- SHORT TASK -
Every record must appear in your copy exactly as written, with no pictures.

■ ■ ■ ■ ■

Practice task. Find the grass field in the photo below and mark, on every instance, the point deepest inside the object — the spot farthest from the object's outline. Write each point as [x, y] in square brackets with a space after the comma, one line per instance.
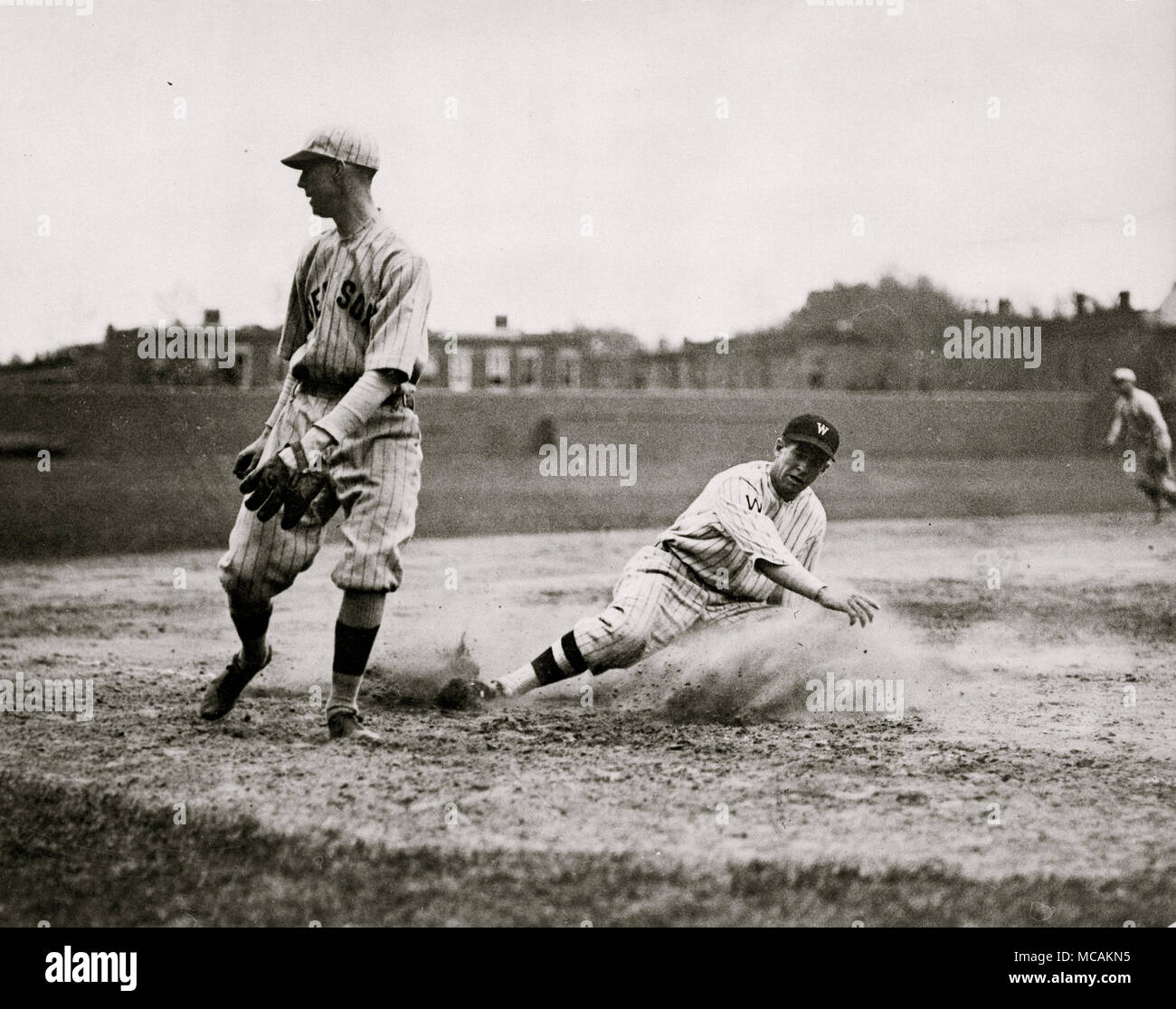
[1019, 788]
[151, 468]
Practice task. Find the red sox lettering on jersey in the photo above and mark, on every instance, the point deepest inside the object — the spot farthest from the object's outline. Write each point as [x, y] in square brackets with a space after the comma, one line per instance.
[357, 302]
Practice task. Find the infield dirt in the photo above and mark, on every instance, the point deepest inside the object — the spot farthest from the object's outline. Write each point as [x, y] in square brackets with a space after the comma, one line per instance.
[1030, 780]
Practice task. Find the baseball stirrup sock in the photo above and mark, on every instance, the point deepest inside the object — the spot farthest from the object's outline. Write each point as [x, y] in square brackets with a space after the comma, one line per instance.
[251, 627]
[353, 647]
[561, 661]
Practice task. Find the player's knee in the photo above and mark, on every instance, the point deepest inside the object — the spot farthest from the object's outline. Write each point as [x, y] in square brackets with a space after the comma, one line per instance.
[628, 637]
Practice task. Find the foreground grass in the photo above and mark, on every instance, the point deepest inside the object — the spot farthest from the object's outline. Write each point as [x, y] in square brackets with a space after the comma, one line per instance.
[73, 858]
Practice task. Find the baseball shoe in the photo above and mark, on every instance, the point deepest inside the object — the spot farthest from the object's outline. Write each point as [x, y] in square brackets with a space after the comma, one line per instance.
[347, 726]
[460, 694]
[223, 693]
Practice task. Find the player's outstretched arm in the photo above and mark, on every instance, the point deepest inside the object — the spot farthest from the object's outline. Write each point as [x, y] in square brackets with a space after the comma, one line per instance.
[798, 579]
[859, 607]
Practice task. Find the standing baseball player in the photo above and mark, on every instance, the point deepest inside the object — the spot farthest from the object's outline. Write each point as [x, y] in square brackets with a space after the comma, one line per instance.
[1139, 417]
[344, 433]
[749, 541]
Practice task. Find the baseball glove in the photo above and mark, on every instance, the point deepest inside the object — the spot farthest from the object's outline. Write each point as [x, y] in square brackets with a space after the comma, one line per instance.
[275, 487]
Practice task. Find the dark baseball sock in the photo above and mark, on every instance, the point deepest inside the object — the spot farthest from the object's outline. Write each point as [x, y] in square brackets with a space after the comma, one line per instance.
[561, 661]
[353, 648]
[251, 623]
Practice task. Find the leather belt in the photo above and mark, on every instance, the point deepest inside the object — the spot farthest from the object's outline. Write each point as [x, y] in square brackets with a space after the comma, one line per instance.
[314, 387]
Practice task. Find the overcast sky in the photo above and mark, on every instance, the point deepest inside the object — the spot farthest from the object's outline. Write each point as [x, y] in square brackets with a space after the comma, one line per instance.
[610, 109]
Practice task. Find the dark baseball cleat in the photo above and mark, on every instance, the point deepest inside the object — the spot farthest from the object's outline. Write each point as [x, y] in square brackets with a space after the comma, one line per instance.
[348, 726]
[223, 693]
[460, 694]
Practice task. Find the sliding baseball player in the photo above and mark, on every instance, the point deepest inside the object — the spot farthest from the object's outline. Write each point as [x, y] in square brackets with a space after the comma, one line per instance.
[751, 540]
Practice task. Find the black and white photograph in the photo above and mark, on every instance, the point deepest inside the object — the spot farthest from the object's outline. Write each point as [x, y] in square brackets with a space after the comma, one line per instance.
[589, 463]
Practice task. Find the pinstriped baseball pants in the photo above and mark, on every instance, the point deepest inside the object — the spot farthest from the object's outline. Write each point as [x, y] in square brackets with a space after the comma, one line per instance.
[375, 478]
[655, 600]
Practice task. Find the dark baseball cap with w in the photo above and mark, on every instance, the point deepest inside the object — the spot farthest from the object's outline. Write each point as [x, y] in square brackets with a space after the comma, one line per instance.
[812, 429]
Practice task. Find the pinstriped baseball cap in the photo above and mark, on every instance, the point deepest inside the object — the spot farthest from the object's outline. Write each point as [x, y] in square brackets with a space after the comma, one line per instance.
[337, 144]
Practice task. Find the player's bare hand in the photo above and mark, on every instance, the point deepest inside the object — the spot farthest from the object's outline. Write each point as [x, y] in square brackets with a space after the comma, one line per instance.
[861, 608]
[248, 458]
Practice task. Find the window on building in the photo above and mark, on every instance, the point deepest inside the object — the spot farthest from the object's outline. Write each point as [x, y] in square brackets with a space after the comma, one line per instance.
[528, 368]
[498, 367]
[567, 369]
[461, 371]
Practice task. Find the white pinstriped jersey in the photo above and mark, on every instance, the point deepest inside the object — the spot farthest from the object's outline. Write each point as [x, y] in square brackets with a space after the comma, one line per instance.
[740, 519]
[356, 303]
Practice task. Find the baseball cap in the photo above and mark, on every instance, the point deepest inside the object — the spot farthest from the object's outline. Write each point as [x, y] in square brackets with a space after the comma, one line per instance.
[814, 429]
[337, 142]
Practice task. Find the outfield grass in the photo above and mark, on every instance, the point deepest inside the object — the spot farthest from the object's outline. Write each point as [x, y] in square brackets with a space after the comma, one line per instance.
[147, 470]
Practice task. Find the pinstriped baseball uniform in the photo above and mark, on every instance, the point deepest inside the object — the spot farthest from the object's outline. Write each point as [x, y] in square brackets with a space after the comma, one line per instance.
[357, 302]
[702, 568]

■ ■ ■ ■ ■

- SOLUTION FOR THIS EXERCISE -
Practice task. Find the grass field in the photo below and mark, on every instance, the point deepest inside the object — the spot farthest from the object's outline. Write each point as [x, y] in square brackets with a space after the comma, one line per instance.
[1019, 788]
[151, 468]
Practice task. Find the red sox lettering on jersey in the photo above and mark, on every instance, the point deepest inside the object — the spot farthest from the object's outline. Write each point as [x, y] in square brackets with a space after the comma, one line per instance.
[357, 302]
Practice task. Find the infield dirt in the photo above and mark, on every instance, the point deepest inside the object — the spot farthest from the object's outline. Write each point as [x, y] in square brackets with a space after the comma, one line per instance.
[1030, 780]
Practice task. Find the baseball stirrup sock in the photo above and mark, on every instance, the point deepest inside the object — the spot farthest from the object's outline. Write each point as [x, y] in square brackets with a space after the comma, one line per instance.
[251, 627]
[353, 647]
[561, 661]
Practice task. Find the player's knee in the photo above and mark, on every instance, the point deepest inside the object — the spot farthest from the object's outline. Write each point as [x, y] in square brackets with a space after the comma, one line per instance.
[628, 637]
Practice task. Find the foreground grass in the photo above and mark, on every instance, the point deepest inside the object — the spot farthest from the object's outline. Write each point as [x, y] in square brackets with a space after the comma, one line per instance.
[73, 858]
Practice task. Find the baseball shoe in the photo above and mark, on every instance, the point deepest inside the object — the spot farthest from the object's outline. Write each point as [x, y] in square brackets with a space after the comma, one line per instance.
[347, 726]
[460, 694]
[223, 693]
Practice task. Find the player's outstretched arm in the photo above and mark, on every instance, the point deepest inside the object — the spot farthest from the object's outline. Write each point as [x, y] in square brackets with a space after the comma, one line per instance.
[798, 579]
[859, 607]
Practice task. Find the standing baseball player in the photo above and mark, on every instance, the point deepest inside the object — the spot farthest from the object's outline. Write each point as [x, y] in square brackets with a space after the comma, one line per instance.
[1139, 417]
[344, 433]
[749, 541]
Practice task. Find the baseball glove in the photo above and mark, on every instance, the point deepest inside the object — the spot farthest from the object's outline. Write each point as [x, y] in square brackets with a space after the comma, one line per instance.
[275, 487]
Practice task. Find the dark baseball sock in the photo above and mark, on every instance, the point deepest inside the object — the spot farthest from the object's outline. Write each point as [x, y] in square brackets with a space after the comma, one line per instance.
[561, 661]
[353, 648]
[251, 623]
Practice task. Find the leather belt in the photo above and mark, on every instance, the point deepest inside the object — the spot farthest from the object's outline. Write each point as [x, y] in square brackets with a space after the comma, one line per instance.
[314, 387]
Practice task. Find the overcast sky in the photo above and mark, on every instance, the point deepest inside the object — the spot farthest from the object's outline. Write each point as [x, y] in square brackets with a space after the comma, one line per instance.
[610, 109]
Practice task. Find the dark baseball cleat in the photo above and mark, on every instance, the point deepest inside the object — the spot farthest from the object's outline. Write each point as [x, y] in square brackets with a space after the comma, one line per instance.
[348, 726]
[223, 693]
[460, 694]
Practice task. Find the sliding baseball player in the photo above and mark, on every instance, the point deepest inside the object — the spot farthest from the object's outline. Write each point as [x, y] in square brackets with a space after the comma, one line per instance.
[751, 540]
Practice task. Find the black and white photograph in the photo above and mark, on every instance, the point deepest inside the object — the spot farthest from the object's outline. Write each point as [x, y] in square brackets with a space after the comma, one line per instance.
[589, 463]
Practice task. Find the pinstriped baseball pants in the photo above and mark, on every instance, the point deepest inside the object — the spot farthest from the object's outline. Write each point as [x, y] in square brackets with a space after the comma, one line per instance.
[375, 478]
[655, 600]
Practice task. Find the dark baseball cap with w in the photo above and mark, on every instance, the point deepest inside the object — the spot farthest from the object's outline. Write each point as [x, y] in square brackets with a space after the comma, one line per instance.
[812, 429]
Practice task. Find the pinstriped baseball cap in the photo above and mark, on every instance, the point deepest inside the object — the spot farthest from the object's outline. Write each point as [x, y] in square brackets with a space after the comma, one line per instance.
[337, 144]
Practice task. Find the player's bare hand in the photo above and mark, on every instance, the point deepest inside the object — the spot farthest from the object's outline. Write each point as [x, y] in square brackets with a space after the comma, one line per instance.
[861, 608]
[248, 458]
Practice task. Find the window on building in the photo above and mark, on every instance, the point deepest inside the object — the spot farthest from the object's outline. Write each point as [x, y] in square brackets with a space after the comma, one line per instance.
[528, 368]
[498, 367]
[567, 369]
[461, 371]
Practice task. Find the white pinstriped jersey in the photo above and mark, on every instance, the point deepest inside the object — the spot farthest from the object's outline. Write each point as [x, y] in square brackets with a space after the comma, one line per instance.
[740, 519]
[356, 303]
Practice task. Find the baseball cap in the photo above and mark, on every instance, the point deepest inside the object — the spot farthest from the object's outline. Write each point as [x, y] in square brackets with a space after the comma, one line per instance.
[814, 429]
[337, 142]
Practice task. Find the outfield grass in the photo above and mark, on every instance, the point deepest inside the object — the spot farthest from the object's outline. Write each point as [x, y] in square brackets with a space after the comma, one line per instance.
[147, 470]
Practice task. Find the pinstriped baseball uniform in the photo above and mark, on every instance, the point deepest inside the object — the spot farthest from the object's outline. Write each point as [x, y] in square brackets with a space after the comma, one line per instance.
[357, 302]
[702, 568]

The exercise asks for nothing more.